## start

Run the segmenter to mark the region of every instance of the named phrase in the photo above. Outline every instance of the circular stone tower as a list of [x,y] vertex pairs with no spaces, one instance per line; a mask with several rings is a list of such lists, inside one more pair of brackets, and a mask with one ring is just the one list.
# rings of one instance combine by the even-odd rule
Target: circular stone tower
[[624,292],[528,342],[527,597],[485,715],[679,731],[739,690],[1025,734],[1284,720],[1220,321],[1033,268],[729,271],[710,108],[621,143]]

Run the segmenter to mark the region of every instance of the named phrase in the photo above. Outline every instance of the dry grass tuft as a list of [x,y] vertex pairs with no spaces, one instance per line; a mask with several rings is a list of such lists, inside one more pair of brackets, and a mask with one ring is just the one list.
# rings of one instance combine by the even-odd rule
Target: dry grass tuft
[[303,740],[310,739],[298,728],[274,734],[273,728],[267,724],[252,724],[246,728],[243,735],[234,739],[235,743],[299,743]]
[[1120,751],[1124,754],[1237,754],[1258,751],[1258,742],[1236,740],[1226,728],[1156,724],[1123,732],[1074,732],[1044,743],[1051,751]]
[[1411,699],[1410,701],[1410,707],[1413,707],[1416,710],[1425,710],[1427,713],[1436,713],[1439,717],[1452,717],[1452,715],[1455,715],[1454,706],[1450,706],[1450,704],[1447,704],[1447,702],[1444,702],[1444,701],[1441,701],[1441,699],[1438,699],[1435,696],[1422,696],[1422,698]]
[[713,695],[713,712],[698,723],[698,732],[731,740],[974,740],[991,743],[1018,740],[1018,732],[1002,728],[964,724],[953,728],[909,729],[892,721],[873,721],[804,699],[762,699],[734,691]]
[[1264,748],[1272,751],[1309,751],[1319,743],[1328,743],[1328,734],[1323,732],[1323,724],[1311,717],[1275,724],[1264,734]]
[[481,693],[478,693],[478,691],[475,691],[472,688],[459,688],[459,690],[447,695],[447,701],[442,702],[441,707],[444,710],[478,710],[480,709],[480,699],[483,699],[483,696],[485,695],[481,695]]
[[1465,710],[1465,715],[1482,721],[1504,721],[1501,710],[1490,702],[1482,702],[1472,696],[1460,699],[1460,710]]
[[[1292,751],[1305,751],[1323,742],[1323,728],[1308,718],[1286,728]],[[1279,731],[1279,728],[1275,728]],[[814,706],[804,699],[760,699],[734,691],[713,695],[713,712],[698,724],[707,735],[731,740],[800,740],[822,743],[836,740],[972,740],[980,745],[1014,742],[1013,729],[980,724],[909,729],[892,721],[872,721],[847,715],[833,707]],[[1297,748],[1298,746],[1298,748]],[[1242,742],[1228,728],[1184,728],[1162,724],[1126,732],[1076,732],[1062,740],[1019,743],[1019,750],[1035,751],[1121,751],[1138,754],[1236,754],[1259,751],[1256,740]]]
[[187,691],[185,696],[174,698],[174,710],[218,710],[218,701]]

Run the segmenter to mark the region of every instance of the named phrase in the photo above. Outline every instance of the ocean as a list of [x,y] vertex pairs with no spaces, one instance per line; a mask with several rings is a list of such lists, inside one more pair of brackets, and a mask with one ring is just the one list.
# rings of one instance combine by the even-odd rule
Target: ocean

## end

## Task description
Convert every line of the records above into a Markdown table with the columns Row and Line, numbering the rows in order and leaving out blank lines.

## Solution for this problem
| Row | Line |
|---|---|
| 1 | Run the segmenter to mark the region of every instance of the named phrase in the photo above. Outline every instance of the circular stone tower as a list of [x,y] vertex pairs with no spaces, one instance per line; a mask with several rings is a list of such lists, inside one more pair of brackets, and a mask with one ring is just the one list. |
| 2 | # rings of one instance combine by the even-odd rule |
| 3 | Target: circular stone tower |
| 4 | [[624,292],[528,342],[527,597],[485,715],[679,731],[739,690],[1025,734],[1284,720],[1220,321],[1033,268],[729,271],[710,108],[621,143]] |
| 5 | Run the segmenter to mark the region of every instance of the named phrase in the photo above. Outline every instance of the dry grass tuft as a list of [x,y] vertex pairs with no spaces, one instance per line; a mask with several rings is a list of such lists, inside one more pair of brackets, and a mask with one ring is just the one list. |
| 6 | # rings of one instance combine by the even-odd rule |
| 7 | Target: dry grass tuft |
| 8 | [[303,740],[310,739],[298,728],[274,734],[273,728],[267,724],[252,724],[246,728],[243,735],[234,739],[235,743],[299,743]] |
| 9 | [[1120,751],[1124,754],[1237,754],[1258,751],[1258,742],[1236,740],[1226,728],[1156,724],[1123,732],[1074,732],[1044,743],[1051,751]] |
| 10 | [[1411,699],[1410,701],[1410,707],[1413,707],[1416,710],[1425,710],[1427,713],[1436,713],[1439,717],[1452,717],[1452,715],[1455,715],[1454,706],[1450,706],[1450,704],[1447,704],[1447,702],[1444,702],[1444,701],[1441,701],[1441,699],[1438,699],[1435,696],[1422,696],[1422,698]] |
| 11 | [[713,695],[713,712],[698,723],[698,732],[731,740],[974,740],[991,743],[1018,740],[1018,732],[1002,728],[964,724],[953,728],[909,729],[892,721],[873,721],[804,699],[762,699],[734,691]] |
| 12 | [[1264,748],[1272,751],[1309,751],[1319,743],[1328,743],[1328,734],[1323,732],[1323,724],[1311,717],[1275,724],[1264,734]] |
| 13 | [[481,693],[478,693],[478,691],[475,691],[472,688],[459,688],[459,690],[447,695],[447,701],[442,702],[441,707],[444,710],[478,710],[480,709],[480,699],[483,699],[483,696],[485,695],[481,695]] |
| 14 | [[1465,710],[1465,715],[1482,721],[1504,721],[1501,710],[1490,702],[1482,702],[1472,696],[1460,699],[1460,710]] |
| 15 | [[[1292,751],[1305,751],[1323,742],[1323,728],[1308,718],[1286,728]],[[1279,731],[1279,728],[1275,728]],[[814,706],[804,699],[760,699],[734,691],[713,695],[713,712],[698,724],[707,735],[731,740],[800,740],[822,743],[836,740],[972,740],[980,745],[1014,742],[1013,729],[980,724],[909,729],[892,721],[872,721],[847,715],[833,707]],[[1297,748],[1298,746],[1298,748]],[[1242,742],[1228,728],[1184,728],[1162,724],[1126,732],[1076,732],[1062,740],[1019,743],[1019,750],[1035,751],[1121,751],[1138,754],[1236,754],[1259,751],[1256,740]]] |
| 16 | [[187,691],[185,696],[174,698],[174,710],[218,710],[218,701]] |
| 17 | Run the segmenter to mark the region of every instance of the named phrase in the photo above. Outline every instance of the ocean as a list of [x,y] vertex pairs with no spaces, one instance per line; a mask with several rings is a list of such lists, inside one more pair of brackets, and a mask with one ring is just the one list. |
| 18 | # rings of one instance combine by the even-odd rule |
| 19 | Target: ocean |